* WHAT THIS TASK INVOLVES
Copy the lines word for word. Begin at the line that contains "Identify one point on each instance of the shoreline" and end with the final line of the data.

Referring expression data
● ● ● ●

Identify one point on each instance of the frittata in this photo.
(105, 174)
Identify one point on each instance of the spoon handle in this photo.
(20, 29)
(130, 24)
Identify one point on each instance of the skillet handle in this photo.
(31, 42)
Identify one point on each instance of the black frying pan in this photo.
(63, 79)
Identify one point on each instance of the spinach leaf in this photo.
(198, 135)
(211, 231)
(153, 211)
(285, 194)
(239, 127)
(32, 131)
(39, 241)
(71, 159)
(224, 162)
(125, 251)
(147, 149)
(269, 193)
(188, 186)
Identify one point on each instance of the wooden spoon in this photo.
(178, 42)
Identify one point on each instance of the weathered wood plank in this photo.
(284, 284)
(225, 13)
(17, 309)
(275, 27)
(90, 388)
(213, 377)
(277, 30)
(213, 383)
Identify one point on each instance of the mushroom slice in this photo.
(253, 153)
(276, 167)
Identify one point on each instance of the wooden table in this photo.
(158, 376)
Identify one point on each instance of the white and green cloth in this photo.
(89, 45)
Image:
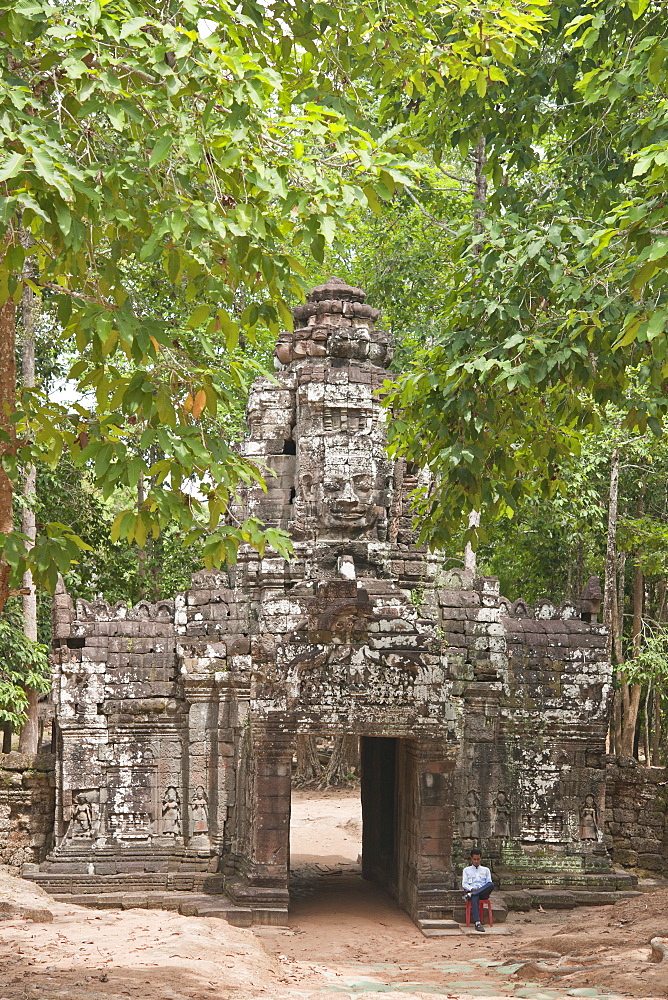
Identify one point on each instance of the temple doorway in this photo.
(343, 838)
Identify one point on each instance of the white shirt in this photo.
(475, 877)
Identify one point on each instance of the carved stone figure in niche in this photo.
(470, 825)
(199, 811)
(81, 823)
(171, 812)
(588, 823)
(501, 815)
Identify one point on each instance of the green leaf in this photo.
(12, 166)
(161, 150)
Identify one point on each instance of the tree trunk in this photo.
(480, 193)
(619, 628)
(611, 551)
(141, 553)
(344, 760)
(7, 407)
(470, 561)
(656, 734)
(633, 694)
(29, 735)
(617, 720)
(308, 763)
(646, 726)
(610, 594)
(479, 212)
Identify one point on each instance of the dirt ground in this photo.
(346, 937)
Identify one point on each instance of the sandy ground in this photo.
(345, 938)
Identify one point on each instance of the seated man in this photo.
(477, 883)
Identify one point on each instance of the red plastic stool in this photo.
(482, 903)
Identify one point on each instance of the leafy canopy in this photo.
(558, 308)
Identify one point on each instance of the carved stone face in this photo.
(349, 501)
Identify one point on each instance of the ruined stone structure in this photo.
(27, 792)
(481, 722)
(636, 821)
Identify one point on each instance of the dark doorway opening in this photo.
(344, 840)
(378, 755)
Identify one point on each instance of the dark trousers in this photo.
(476, 896)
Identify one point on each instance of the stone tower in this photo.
(480, 721)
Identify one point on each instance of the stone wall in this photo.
(636, 825)
(27, 800)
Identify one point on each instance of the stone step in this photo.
(190, 904)
(439, 927)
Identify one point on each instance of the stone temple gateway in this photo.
(481, 722)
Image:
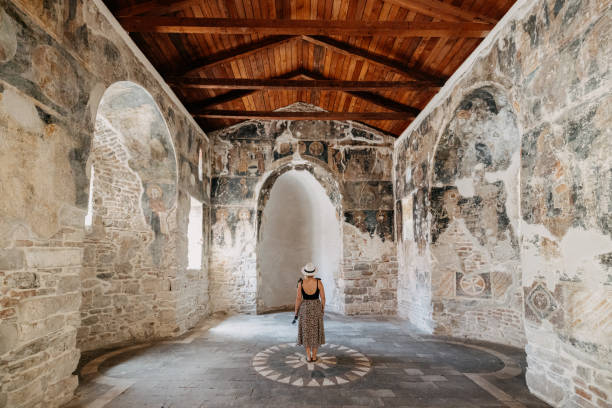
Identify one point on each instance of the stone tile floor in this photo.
(252, 361)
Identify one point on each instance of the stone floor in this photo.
(251, 361)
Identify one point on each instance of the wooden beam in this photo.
(227, 26)
(386, 103)
(154, 7)
(320, 115)
(218, 100)
(442, 11)
(297, 84)
(378, 60)
(375, 99)
(243, 51)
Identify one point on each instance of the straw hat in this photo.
(309, 270)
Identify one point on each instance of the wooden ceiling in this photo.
(374, 61)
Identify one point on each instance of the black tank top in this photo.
(306, 295)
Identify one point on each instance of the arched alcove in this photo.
(297, 224)
(131, 221)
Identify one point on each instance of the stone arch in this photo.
(131, 240)
(474, 205)
(330, 189)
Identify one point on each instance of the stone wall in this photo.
(56, 61)
(352, 163)
(505, 179)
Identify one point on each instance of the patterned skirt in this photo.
(310, 328)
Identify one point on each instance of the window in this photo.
(89, 215)
(195, 235)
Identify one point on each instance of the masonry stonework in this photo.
(503, 191)
(56, 61)
(352, 163)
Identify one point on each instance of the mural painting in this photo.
(233, 231)
(232, 190)
(353, 165)
(375, 223)
(368, 195)
(361, 164)
(315, 149)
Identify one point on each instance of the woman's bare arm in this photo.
(322, 296)
(298, 298)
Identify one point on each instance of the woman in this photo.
(310, 308)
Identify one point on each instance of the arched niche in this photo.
(131, 220)
(298, 221)
(474, 211)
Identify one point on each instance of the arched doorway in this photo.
(297, 224)
(131, 221)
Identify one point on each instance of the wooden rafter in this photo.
(442, 11)
(316, 115)
(378, 60)
(243, 51)
(372, 98)
(297, 84)
(366, 96)
(154, 7)
(196, 25)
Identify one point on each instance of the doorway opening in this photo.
(298, 225)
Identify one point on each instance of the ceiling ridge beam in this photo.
(232, 95)
(369, 97)
(154, 7)
(379, 60)
(442, 11)
(315, 115)
(239, 52)
(373, 98)
(234, 26)
(297, 84)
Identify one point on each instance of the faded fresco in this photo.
(57, 58)
(353, 165)
(473, 245)
(536, 102)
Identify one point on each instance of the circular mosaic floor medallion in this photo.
(336, 365)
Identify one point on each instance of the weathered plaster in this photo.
(550, 61)
(353, 165)
(56, 61)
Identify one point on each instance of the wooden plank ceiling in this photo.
(374, 61)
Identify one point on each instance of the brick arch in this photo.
(131, 238)
(332, 190)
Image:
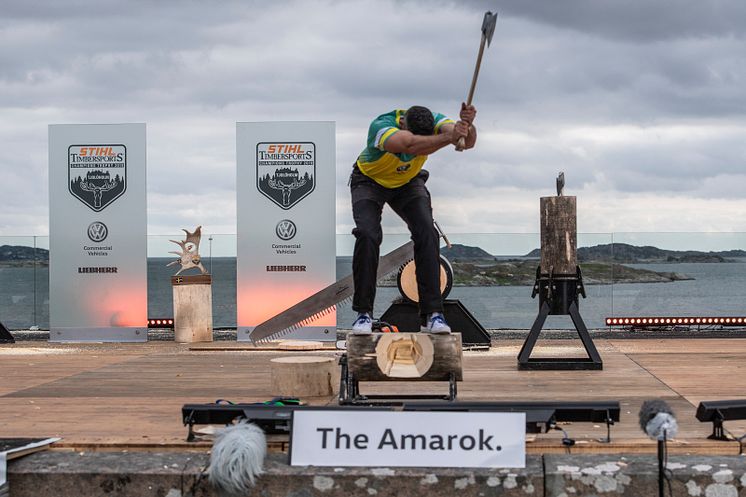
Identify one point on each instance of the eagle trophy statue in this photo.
(189, 256)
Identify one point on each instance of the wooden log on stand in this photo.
(559, 238)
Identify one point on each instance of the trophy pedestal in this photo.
(192, 308)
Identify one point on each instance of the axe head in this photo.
(488, 26)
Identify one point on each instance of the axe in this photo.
(488, 29)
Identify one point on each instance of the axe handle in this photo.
(462, 141)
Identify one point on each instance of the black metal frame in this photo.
(5, 336)
(558, 295)
(718, 411)
(349, 390)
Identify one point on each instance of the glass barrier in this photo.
(625, 274)
(19, 274)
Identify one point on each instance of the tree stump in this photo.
(304, 376)
(192, 308)
(559, 236)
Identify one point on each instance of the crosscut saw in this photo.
(326, 300)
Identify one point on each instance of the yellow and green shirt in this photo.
(385, 168)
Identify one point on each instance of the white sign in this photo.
(286, 221)
(414, 439)
(97, 233)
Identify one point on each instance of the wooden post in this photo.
(192, 308)
(559, 236)
(304, 376)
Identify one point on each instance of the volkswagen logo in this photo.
(285, 229)
(97, 231)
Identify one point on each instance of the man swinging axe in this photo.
(389, 171)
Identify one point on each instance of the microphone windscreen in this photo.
(657, 420)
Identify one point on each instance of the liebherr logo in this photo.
(285, 229)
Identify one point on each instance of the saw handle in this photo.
(461, 144)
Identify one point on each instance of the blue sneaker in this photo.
(363, 325)
(436, 323)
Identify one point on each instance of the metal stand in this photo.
(718, 431)
(349, 390)
(558, 295)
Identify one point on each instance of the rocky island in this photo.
(473, 266)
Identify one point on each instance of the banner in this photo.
(97, 233)
(286, 221)
(415, 439)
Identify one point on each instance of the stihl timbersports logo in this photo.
(285, 172)
(97, 173)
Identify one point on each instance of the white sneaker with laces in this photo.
(363, 325)
(436, 323)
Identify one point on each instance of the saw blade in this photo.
(324, 301)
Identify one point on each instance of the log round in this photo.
(558, 235)
(304, 376)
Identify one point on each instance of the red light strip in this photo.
(161, 323)
(670, 320)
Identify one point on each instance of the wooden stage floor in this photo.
(129, 396)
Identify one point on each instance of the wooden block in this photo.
(559, 237)
(192, 308)
(304, 376)
(404, 356)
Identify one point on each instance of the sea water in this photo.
(718, 289)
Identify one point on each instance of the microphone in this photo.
(657, 420)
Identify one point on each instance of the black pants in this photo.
(412, 203)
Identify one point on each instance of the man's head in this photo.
(419, 120)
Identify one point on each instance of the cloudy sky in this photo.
(641, 103)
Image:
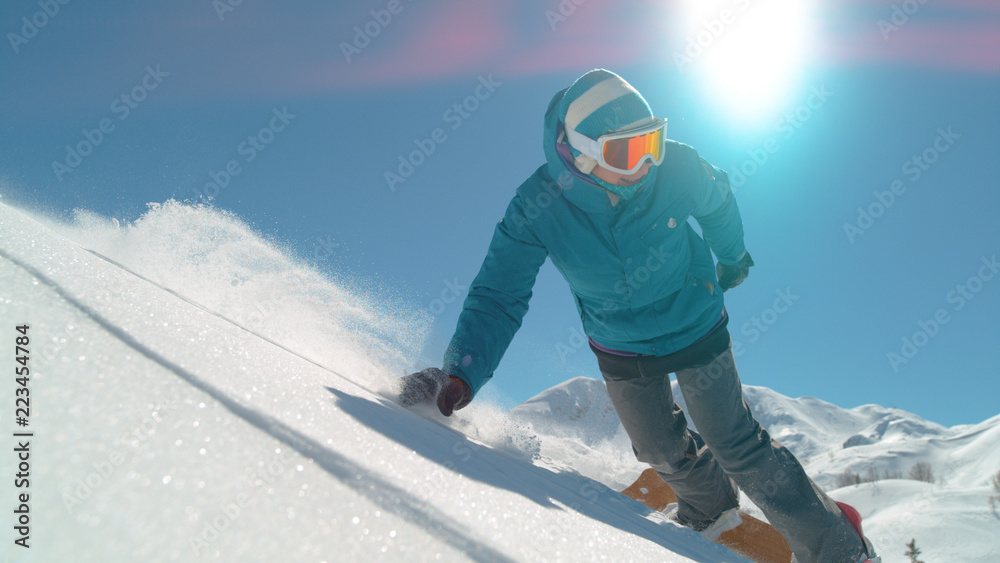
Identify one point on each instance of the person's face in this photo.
(621, 179)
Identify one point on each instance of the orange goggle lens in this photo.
(628, 152)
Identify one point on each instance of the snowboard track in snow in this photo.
(558, 492)
(368, 485)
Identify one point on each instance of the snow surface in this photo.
(165, 432)
(200, 394)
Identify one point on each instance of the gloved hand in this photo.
(433, 385)
(732, 276)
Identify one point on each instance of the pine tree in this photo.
(913, 551)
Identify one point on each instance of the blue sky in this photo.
(862, 135)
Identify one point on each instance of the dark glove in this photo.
(732, 276)
(433, 385)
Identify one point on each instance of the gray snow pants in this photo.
(729, 441)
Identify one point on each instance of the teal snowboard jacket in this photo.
(643, 280)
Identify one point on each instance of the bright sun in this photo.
(747, 54)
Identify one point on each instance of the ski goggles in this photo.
(623, 152)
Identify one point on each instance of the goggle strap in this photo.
(583, 143)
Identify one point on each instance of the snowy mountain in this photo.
(199, 394)
(951, 518)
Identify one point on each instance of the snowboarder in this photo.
(610, 208)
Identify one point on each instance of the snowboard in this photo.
(754, 539)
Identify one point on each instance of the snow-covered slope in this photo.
(950, 518)
(198, 394)
(220, 403)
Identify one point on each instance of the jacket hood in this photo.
(581, 191)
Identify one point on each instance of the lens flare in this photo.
(747, 55)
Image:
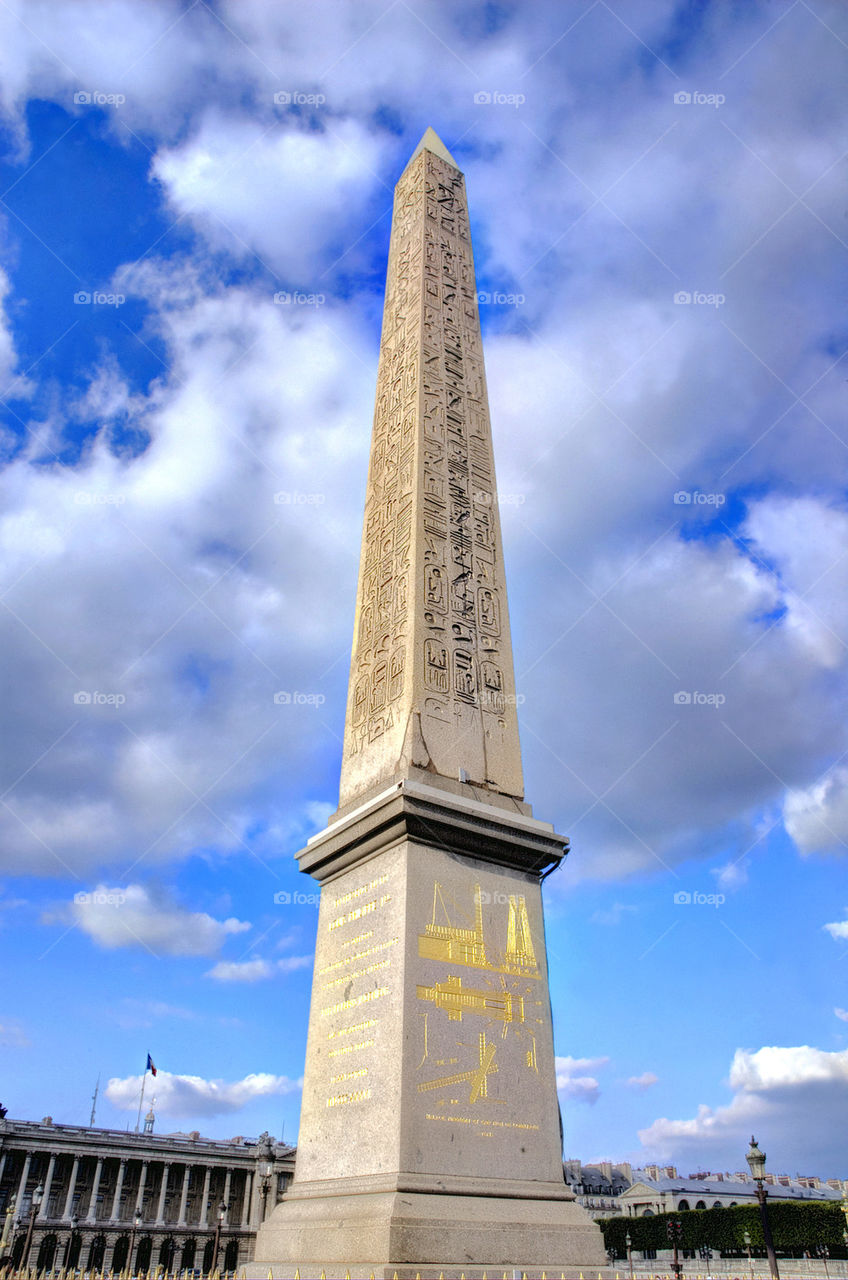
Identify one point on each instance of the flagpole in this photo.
(144, 1080)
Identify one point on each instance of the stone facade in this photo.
(94, 1179)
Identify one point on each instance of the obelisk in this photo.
(429, 1136)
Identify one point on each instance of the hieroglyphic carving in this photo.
(432, 603)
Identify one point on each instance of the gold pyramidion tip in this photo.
(432, 142)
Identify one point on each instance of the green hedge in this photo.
(796, 1228)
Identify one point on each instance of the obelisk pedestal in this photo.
(429, 1137)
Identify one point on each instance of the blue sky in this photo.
(657, 206)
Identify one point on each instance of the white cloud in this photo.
(136, 915)
(796, 1095)
(258, 969)
(194, 1096)
(573, 1079)
(816, 817)
(13, 1036)
(643, 1082)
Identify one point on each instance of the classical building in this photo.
(666, 1194)
(82, 1191)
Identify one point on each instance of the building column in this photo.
(22, 1184)
(204, 1200)
(183, 1196)
(163, 1192)
(246, 1203)
(45, 1202)
(142, 1183)
(72, 1187)
(95, 1189)
(119, 1187)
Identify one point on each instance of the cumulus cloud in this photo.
(642, 1082)
(258, 969)
(135, 915)
(796, 1095)
(573, 1078)
(194, 1096)
(816, 817)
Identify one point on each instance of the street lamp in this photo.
(746, 1237)
(37, 1196)
(264, 1168)
(222, 1211)
(757, 1165)
(674, 1230)
(136, 1224)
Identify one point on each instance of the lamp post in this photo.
(265, 1169)
(222, 1211)
(757, 1165)
(746, 1237)
(674, 1230)
(136, 1224)
(74, 1224)
(37, 1196)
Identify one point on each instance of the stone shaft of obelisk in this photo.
(432, 686)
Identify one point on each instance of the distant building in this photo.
(92, 1180)
(666, 1194)
(598, 1187)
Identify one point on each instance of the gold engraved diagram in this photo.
(477, 1077)
(442, 940)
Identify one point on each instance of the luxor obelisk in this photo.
(429, 1133)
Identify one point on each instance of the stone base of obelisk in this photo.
(418, 1234)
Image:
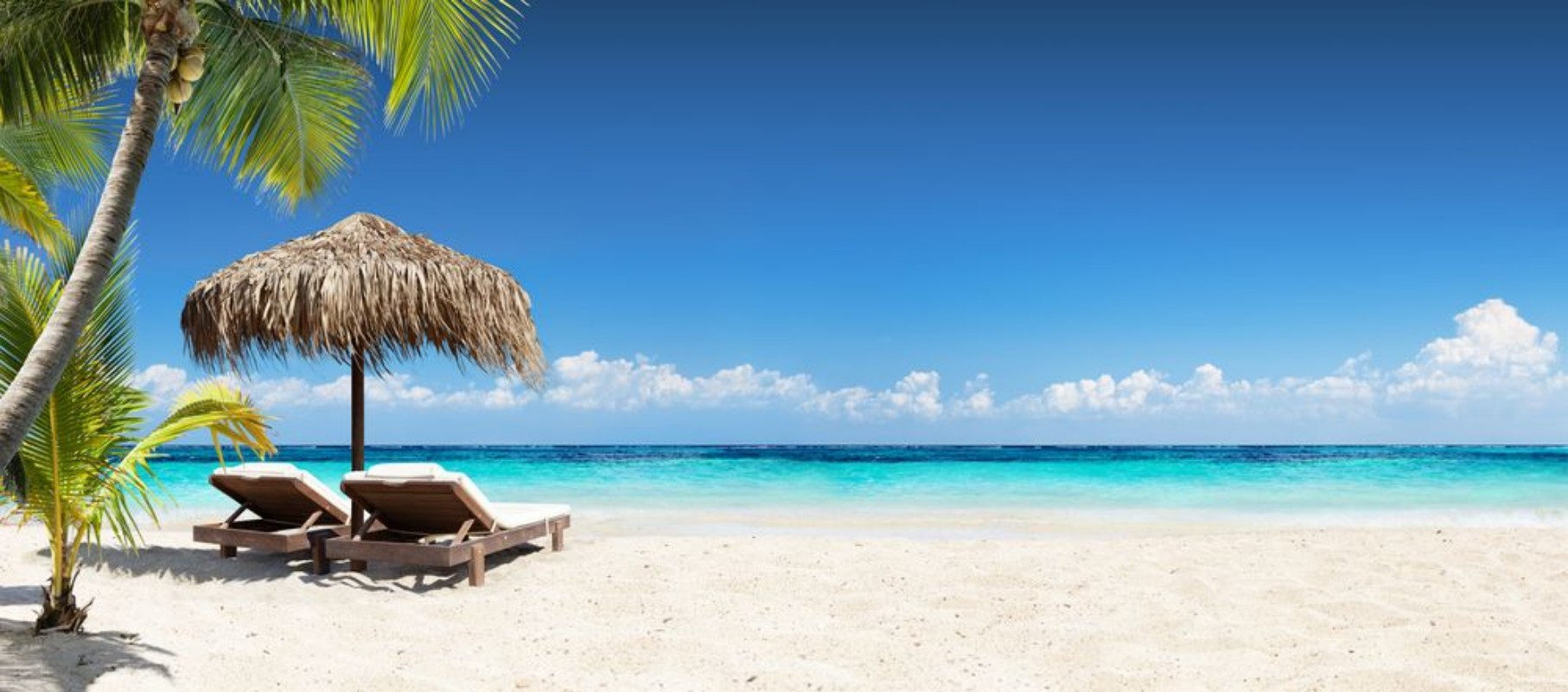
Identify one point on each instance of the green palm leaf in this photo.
(298, 121)
(57, 54)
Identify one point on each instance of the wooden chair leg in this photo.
(319, 564)
(477, 567)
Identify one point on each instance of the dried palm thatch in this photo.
(362, 289)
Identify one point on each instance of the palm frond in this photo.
(55, 54)
(439, 54)
(279, 109)
(24, 208)
(63, 146)
(207, 405)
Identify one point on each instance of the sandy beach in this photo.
(1242, 609)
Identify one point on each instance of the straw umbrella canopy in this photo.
(366, 294)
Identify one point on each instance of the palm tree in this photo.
(50, 150)
(84, 470)
(279, 106)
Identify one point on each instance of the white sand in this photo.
(1267, 609)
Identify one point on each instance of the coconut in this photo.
(179, 92)
(190, 69)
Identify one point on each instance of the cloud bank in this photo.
(1493, 356)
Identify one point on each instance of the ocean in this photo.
(1290, 485)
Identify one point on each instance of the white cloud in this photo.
(918, 394)
(1493, 355)
(160, 381)
(618, 385)
(1496, 354)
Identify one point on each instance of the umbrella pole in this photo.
(358, 441)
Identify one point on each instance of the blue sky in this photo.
(864, 194)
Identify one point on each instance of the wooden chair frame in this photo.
(429, 540)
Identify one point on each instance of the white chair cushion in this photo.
(277, 470)
(405, 471)
(513, 515)
(261, 468)
(508, 515)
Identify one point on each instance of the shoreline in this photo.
(1255, 609)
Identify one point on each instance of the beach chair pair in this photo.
(419, 514)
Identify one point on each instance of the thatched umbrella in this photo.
(362, 292)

● ● ● ●

* RESPONSE
Identify one point on each instance of the shoreline in this photo.
(1255, 609)
Identify one point on each instance of the beach chair pair in this photo.
(419, 514)
Identify one point on each instance of the thatched umbrella in this photo.
(362, 292)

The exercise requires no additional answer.